### TRECHO PARA LEITURA
============================================================

Opinião

Ainda a polêmica sobre as medidas executivas atípicas previstas no CPC

Autores

  • Luiz Rodrigues Wambier

    é advogado com atuação no Superior Tribunal de Justiça e Supremo Tribunal Federal sócio do escritório Wambier Yamasaki Bevervanço & Lobo Advogados e professor no programa de mestrado e doutorado em Direito do Instituto Brasileiro de Ensino Desenvolvimento e Pesquisa (IDP).

  • Newton Ramos

    é juiz federal doutor em Direito Processual Civil pela PUC-SP e mestre pela Universidade de Brasília (UnB).

30 de maio de 2019, 7h13

Certamente um dos temas mais polêmicos do novo CPC, a previsão de medidas executivas atípicas no conjunto de poderes do juiz tem despertado grande interesse da comunidade jurídica. No plano do cotidiano forense, a criatividade tem sido pródiga: corte de energia elétrica de órgãos públicos, suspensão de serviço de redes sociais, bloqueio de contas e cartões de crédito, sequestro de verbas públicas em demandas de saúde, proibição do uso da área de lazer pelo condômino inadimplente etc. Parte da doutrina, em aval ao movimento pela máxima efetividade do processo, passou a defender a possibilidade de adoção indiscriminada de técnicas de execução indireta, como apreensão do passaporte e/ou de Carteira Nacional de Habilitação do executado, proibição de viajar, proibição de participar de concurso público ou de licitações públicas, entre outras.

O assunto, agora, está na agenda do Superior Tribunal de Justiça. Nos três primeiros Habeas Corpus ou recursos deles decorrentes que ali aportaram, a matéria de mérito não chegou a ser enfrentada sob o argumento de inadequação da via eleita (HC 428.553-SP, RHC 88.490-DF e HC 439.214-RJ). A 4ª Turma, contudo, no RHC 97.876-SP (rel. min. Luís Felipe Salomão, em 5/6/2018), considerou desproporcional a suspensão do passaporte de um devedor, determinada nos autos de execução de título extrajudicial, como forma de coagi-lo ao pagamento da dívida. O relator entendeu que a retenção do passaporte é medida possível em tese, mas deve ser fundamentada e analisada caso a caso, a fim de emprestar-se razoabilidade ao ato. No caso, considerou-se existente coação porque a medida foi adotada exclusivamente como forma de coerção para pagamento de dívida.

============================================================

### ORDEM DE TRABALHO
Por favor, reescreva o trecho do texto sobre as medidas executivas atípicas entre "é advogado com" e "e Pesquisa (IDP).", inclusive, substituindo "professor" por "docente".

[Dados de expressões referenciais baseadas em fotos]
============================================================

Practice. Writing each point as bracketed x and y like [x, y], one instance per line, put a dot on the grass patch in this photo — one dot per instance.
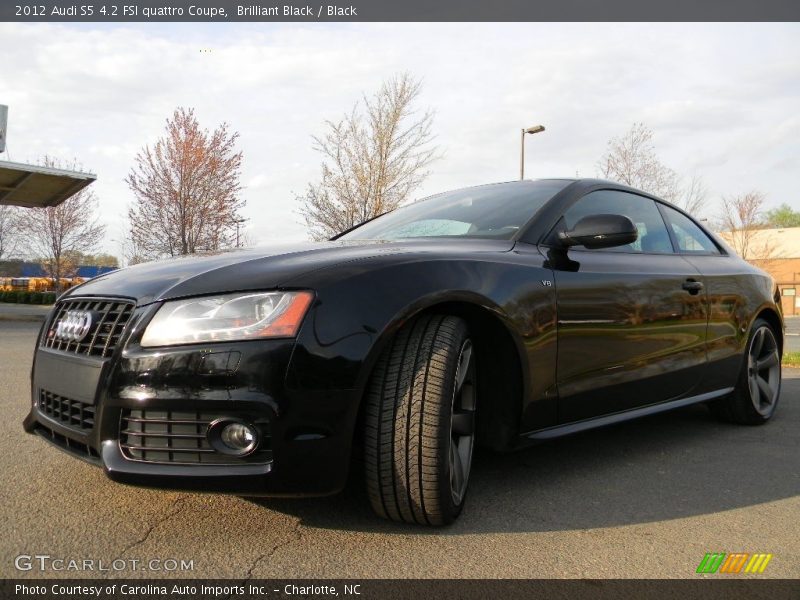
[791, 359]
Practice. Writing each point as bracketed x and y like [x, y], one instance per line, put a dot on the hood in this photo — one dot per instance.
[259, 268]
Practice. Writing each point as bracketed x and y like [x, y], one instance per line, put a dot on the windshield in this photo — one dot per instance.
[491, 211]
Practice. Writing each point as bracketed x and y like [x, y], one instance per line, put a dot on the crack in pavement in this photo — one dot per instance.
[175, 508]
[295, 536]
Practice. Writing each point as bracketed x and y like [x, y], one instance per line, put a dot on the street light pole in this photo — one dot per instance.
[238, 222]
[531, 130]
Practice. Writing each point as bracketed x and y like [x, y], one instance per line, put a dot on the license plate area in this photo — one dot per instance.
[67, 376]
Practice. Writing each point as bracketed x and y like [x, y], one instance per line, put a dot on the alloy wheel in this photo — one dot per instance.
[462, 427]
[763, 370]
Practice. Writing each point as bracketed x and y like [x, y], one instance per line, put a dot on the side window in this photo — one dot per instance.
[688, 235]
[653, 235]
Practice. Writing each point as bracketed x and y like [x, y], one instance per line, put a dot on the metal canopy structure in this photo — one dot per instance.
[33, 186]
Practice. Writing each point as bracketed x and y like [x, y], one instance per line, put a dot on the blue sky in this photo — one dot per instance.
[722, 99]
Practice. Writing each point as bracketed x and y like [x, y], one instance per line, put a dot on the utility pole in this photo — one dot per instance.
[238, 222]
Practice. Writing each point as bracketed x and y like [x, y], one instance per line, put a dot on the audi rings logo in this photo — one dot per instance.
[74, 325]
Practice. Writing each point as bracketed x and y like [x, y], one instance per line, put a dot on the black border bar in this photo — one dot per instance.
[716, 587]
[398, 10]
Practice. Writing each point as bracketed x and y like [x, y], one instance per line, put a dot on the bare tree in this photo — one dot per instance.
[632, 160]
[187, 190]
[374, 158]
[693, 195]
[9, 231]
[57, 234]
[740, 224]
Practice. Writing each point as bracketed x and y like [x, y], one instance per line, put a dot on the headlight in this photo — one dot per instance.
[244, 316]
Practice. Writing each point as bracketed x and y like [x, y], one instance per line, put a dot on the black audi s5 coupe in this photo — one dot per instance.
[502, 315]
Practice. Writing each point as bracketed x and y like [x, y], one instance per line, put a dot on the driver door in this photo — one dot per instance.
[630, 333]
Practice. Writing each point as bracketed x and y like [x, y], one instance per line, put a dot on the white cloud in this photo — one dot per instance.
[722, 98]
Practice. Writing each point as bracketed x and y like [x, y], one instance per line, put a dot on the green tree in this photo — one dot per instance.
[783, 216]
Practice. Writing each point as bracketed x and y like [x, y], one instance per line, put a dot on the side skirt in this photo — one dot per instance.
[652, 409]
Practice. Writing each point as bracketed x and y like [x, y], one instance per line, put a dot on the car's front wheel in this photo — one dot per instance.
[420, 422]
[758, 388]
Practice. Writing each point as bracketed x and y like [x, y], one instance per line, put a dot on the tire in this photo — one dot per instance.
[420, 423]
[755, 397]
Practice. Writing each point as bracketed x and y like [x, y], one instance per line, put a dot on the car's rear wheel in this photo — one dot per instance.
[758, 388]
[420, 422]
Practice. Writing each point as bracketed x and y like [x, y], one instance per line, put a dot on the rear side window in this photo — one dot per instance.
[688, 235]
[653, 236]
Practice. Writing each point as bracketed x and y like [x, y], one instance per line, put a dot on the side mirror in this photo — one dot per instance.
[600, 231]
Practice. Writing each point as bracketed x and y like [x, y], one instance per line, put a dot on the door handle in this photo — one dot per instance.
[692, 286]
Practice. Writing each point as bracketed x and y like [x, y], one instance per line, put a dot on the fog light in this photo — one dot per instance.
[232, 437]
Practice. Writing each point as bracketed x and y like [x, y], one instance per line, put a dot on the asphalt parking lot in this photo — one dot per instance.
[641, 499]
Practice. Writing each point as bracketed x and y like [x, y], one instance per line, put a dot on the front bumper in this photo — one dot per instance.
[85, 405]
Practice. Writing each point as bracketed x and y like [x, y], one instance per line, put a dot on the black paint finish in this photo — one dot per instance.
[563, 336]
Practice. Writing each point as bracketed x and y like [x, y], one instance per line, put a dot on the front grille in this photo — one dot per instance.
[76, 448]
[71, 413]
[109, 318]
[179, 437]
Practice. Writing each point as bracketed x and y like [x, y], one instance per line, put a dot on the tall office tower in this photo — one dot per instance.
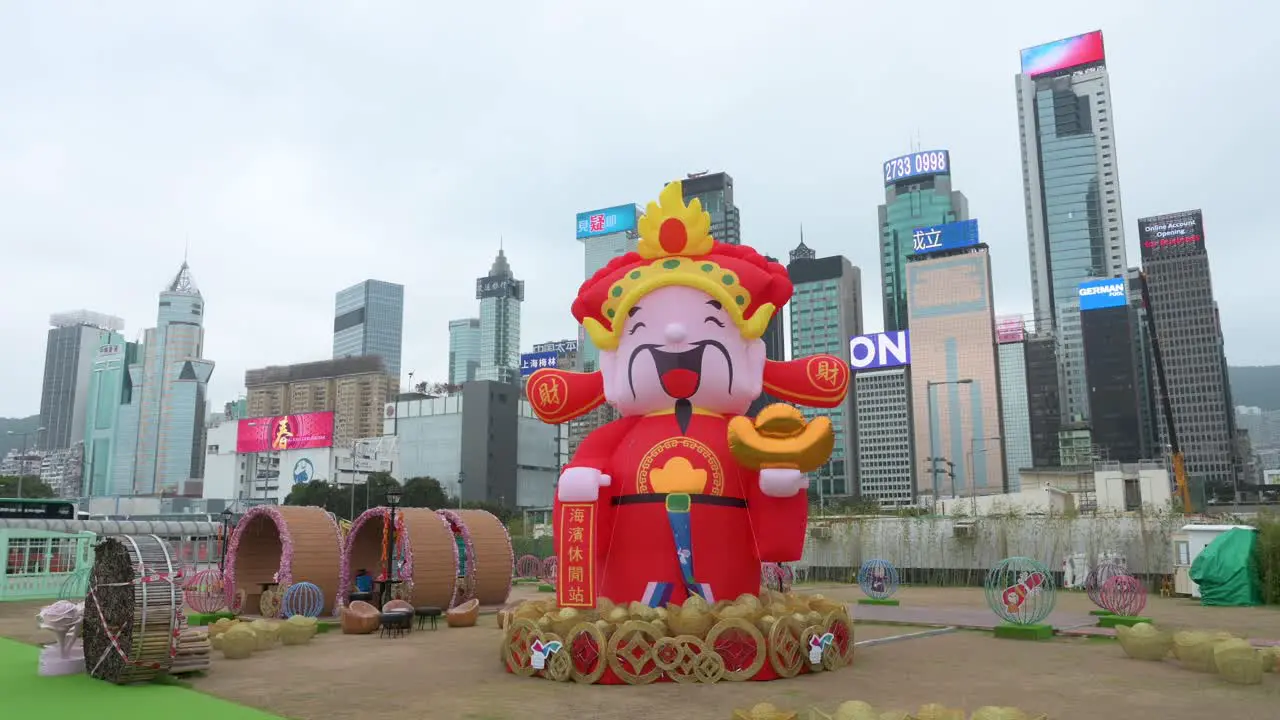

============================================================

### ÁREA DE RESPOSTA
é advogado com atuação no Superior Tribunal de Justiça e Supremo Tribunal Federal sócio do escritório Wambier Yamasaki Bevervanço & Lobo Advogados e docente no programa de mestrado e doutorado em Direito do Instituto Brasileiro de Ensino Desenvolvimento e Pesquisa (IDP).